## Task instructions
Locate each line of the listing below that contains the word "water", and copy those lines.

## Extracted information

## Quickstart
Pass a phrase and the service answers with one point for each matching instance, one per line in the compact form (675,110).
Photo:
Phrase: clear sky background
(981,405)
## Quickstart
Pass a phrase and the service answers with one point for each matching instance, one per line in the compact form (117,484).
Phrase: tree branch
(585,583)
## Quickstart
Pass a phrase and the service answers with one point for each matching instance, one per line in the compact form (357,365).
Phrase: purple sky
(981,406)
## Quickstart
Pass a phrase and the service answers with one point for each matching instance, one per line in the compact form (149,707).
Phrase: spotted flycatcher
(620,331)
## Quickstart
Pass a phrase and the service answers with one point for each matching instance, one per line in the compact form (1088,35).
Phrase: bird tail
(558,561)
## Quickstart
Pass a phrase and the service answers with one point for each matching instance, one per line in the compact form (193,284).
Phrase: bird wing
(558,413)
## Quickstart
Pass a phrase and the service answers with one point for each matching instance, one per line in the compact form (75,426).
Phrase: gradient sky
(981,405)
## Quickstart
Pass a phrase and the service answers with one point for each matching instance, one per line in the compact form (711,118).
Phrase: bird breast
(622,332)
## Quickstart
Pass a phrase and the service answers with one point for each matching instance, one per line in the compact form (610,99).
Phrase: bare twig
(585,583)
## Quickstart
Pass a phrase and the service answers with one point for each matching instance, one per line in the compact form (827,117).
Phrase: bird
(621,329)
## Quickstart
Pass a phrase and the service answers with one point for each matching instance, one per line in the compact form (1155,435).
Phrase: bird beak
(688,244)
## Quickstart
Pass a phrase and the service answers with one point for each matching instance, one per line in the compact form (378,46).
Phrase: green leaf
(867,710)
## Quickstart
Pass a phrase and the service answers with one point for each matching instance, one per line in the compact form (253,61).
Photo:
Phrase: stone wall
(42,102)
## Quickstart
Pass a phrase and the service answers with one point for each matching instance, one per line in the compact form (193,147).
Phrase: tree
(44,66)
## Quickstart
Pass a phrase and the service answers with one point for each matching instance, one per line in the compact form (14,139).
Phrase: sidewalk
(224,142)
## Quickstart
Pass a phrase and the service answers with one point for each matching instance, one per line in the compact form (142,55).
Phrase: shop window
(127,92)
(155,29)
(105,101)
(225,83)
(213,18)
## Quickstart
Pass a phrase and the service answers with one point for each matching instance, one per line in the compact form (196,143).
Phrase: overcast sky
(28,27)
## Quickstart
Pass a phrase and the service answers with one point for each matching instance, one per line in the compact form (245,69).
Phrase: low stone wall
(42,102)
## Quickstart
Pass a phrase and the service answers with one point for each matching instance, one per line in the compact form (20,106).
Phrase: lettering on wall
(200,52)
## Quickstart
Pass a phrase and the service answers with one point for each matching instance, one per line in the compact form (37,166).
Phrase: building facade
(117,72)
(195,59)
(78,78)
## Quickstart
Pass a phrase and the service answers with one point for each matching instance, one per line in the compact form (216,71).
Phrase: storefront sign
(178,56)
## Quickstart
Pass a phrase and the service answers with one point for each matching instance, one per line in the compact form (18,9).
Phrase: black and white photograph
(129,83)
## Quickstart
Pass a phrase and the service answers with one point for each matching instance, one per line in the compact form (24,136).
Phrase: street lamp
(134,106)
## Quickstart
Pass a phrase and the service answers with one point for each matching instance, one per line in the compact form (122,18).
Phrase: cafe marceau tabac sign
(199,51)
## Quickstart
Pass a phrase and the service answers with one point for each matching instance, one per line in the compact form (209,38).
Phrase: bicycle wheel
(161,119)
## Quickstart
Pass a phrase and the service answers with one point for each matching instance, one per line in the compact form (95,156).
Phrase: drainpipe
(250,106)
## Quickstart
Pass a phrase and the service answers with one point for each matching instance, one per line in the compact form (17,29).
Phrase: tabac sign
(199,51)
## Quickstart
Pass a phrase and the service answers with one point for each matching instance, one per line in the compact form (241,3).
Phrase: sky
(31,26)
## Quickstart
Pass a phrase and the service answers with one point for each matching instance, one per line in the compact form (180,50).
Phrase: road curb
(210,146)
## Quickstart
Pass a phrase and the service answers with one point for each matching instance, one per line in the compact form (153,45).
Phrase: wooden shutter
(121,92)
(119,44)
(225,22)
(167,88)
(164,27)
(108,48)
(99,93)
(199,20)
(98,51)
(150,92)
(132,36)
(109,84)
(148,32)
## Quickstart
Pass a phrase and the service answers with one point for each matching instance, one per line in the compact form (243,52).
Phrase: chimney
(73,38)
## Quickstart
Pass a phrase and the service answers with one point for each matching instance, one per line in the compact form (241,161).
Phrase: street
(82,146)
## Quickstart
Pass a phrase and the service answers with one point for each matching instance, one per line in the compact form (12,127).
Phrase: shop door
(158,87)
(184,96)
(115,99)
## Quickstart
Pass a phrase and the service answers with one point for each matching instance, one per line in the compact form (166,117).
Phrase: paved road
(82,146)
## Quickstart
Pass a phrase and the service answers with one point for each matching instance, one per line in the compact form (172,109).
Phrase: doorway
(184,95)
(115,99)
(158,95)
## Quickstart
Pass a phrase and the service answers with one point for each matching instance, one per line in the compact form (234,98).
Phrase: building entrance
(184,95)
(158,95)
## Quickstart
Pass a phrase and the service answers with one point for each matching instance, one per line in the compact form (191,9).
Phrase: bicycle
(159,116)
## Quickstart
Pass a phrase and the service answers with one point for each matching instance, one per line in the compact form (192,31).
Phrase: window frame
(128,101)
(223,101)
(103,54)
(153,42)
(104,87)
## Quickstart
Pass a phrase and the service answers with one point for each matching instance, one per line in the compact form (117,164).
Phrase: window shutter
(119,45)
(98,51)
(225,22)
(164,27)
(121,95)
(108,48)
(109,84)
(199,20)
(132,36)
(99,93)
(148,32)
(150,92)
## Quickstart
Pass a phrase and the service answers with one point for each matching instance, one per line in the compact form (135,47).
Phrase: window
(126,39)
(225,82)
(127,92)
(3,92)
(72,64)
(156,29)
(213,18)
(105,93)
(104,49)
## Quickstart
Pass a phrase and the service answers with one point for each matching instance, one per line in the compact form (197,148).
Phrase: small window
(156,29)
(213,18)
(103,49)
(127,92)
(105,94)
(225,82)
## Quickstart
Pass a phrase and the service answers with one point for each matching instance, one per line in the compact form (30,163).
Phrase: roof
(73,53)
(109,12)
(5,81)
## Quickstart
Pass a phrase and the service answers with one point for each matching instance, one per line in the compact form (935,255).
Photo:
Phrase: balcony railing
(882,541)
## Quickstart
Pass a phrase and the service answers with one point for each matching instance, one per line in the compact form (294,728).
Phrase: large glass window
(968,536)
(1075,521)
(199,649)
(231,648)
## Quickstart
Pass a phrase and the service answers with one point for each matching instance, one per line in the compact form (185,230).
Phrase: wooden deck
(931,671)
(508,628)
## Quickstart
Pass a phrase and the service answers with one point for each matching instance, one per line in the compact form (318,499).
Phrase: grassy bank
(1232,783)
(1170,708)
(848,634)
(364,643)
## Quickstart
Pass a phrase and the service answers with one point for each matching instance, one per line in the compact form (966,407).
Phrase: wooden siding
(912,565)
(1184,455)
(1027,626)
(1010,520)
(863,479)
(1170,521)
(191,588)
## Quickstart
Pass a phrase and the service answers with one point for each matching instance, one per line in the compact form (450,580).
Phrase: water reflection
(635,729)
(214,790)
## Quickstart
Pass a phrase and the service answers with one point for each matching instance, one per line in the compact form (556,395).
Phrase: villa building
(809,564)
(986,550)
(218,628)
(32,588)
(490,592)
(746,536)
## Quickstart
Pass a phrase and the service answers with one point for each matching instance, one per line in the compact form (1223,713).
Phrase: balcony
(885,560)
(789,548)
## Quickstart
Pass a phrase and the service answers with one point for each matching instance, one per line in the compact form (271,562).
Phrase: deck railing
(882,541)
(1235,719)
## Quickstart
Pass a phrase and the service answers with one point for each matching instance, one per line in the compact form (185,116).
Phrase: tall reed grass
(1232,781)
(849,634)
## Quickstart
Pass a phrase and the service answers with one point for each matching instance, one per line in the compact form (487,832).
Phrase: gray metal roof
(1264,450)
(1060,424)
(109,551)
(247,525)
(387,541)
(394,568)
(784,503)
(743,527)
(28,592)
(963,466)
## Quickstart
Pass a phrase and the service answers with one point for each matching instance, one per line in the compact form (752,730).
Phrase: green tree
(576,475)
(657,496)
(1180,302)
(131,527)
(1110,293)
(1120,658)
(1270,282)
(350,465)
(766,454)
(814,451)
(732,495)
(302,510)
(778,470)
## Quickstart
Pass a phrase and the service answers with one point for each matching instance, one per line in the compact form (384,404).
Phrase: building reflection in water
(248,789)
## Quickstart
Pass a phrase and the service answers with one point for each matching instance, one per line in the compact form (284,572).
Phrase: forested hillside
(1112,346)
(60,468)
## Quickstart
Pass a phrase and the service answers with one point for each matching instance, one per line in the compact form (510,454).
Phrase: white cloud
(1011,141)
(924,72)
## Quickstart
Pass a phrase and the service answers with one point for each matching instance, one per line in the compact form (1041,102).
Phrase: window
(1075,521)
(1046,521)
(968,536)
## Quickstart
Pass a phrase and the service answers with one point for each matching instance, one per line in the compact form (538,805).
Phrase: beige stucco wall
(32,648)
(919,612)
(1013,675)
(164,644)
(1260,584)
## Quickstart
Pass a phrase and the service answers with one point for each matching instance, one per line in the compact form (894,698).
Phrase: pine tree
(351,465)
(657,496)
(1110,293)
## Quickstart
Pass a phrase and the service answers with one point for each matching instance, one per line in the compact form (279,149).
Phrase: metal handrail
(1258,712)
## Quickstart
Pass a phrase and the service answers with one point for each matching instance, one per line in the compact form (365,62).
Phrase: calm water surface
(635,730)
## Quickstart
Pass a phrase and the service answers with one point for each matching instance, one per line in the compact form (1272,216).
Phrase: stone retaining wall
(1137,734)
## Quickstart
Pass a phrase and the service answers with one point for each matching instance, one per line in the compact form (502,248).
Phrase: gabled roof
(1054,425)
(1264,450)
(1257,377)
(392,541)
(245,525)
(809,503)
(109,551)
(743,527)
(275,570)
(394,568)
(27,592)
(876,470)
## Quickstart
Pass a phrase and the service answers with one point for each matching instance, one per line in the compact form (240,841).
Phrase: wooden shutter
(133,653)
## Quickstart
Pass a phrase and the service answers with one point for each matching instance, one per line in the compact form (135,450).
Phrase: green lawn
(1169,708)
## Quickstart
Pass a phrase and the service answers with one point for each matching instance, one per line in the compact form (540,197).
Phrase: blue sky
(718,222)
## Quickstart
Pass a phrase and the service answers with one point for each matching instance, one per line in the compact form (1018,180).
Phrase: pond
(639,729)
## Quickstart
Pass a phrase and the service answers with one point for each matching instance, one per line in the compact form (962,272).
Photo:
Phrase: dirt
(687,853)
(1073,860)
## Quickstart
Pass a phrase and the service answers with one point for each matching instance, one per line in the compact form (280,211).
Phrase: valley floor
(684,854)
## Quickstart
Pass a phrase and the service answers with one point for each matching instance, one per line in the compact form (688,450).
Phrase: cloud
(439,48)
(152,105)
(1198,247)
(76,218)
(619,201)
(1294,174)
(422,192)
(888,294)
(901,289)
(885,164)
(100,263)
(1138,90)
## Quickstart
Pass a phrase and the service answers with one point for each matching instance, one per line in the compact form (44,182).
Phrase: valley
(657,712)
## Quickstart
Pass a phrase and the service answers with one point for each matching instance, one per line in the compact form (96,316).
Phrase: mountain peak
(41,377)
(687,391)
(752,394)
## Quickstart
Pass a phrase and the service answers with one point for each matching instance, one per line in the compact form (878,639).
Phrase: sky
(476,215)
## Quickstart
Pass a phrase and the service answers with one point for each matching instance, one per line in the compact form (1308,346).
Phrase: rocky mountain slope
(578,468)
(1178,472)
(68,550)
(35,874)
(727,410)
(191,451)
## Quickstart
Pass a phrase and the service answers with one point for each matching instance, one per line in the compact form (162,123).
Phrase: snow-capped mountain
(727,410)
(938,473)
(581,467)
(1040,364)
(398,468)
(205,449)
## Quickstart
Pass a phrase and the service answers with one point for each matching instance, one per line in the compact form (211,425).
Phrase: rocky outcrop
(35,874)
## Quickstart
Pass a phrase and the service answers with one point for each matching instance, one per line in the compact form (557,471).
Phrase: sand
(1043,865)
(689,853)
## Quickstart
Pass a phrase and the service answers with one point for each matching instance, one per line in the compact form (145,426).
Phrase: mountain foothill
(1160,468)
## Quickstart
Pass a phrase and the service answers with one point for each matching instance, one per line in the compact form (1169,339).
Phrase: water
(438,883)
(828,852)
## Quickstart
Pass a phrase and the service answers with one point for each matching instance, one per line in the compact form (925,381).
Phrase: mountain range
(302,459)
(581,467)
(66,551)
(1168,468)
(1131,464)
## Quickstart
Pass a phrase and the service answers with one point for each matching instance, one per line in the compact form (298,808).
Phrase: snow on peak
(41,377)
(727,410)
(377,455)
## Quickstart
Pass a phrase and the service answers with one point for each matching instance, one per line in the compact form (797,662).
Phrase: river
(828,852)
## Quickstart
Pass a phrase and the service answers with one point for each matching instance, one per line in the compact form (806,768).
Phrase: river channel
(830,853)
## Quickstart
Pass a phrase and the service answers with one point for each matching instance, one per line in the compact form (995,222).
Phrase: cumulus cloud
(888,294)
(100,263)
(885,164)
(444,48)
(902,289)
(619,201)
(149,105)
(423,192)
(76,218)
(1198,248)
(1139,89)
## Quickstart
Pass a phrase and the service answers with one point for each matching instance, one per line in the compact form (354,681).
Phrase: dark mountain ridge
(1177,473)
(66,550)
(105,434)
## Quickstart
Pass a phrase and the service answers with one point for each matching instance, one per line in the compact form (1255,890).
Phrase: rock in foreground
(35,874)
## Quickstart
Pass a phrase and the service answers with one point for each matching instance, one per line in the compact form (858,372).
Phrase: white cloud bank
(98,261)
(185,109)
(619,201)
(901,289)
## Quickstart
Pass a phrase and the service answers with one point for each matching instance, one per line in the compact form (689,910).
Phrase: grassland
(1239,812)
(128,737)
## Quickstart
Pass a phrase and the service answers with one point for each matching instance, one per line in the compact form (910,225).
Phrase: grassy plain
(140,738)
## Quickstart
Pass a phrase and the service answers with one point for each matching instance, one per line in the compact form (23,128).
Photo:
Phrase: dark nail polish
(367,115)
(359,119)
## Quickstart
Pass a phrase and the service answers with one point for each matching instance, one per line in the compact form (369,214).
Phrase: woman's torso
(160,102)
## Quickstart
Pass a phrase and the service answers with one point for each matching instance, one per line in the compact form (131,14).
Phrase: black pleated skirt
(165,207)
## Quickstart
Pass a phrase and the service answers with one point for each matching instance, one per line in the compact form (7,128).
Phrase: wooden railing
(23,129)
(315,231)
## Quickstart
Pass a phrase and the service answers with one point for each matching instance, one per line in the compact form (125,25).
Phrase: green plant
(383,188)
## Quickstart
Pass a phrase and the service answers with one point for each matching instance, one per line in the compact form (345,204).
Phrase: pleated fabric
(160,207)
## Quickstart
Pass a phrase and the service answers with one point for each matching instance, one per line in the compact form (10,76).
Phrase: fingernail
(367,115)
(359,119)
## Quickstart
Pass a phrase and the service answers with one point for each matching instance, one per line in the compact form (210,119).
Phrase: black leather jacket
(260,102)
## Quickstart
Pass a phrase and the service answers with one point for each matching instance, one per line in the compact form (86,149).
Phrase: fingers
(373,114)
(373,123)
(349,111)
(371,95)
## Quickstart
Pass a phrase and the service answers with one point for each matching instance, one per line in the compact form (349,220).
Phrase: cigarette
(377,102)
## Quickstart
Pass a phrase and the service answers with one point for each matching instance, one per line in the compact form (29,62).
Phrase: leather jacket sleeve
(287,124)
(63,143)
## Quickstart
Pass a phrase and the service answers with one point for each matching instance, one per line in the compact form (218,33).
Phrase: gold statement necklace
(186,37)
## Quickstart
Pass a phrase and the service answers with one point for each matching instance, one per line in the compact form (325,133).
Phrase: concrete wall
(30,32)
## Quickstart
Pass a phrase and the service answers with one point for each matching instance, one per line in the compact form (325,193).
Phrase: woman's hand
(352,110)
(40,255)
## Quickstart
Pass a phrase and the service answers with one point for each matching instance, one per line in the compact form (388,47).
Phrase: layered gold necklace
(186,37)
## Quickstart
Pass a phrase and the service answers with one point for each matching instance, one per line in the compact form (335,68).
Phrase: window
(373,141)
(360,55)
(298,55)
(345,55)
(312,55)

## Reply
Phrase: water reflection
Phrase: building reflection in water
Phrase: calm water surface
Phrase: water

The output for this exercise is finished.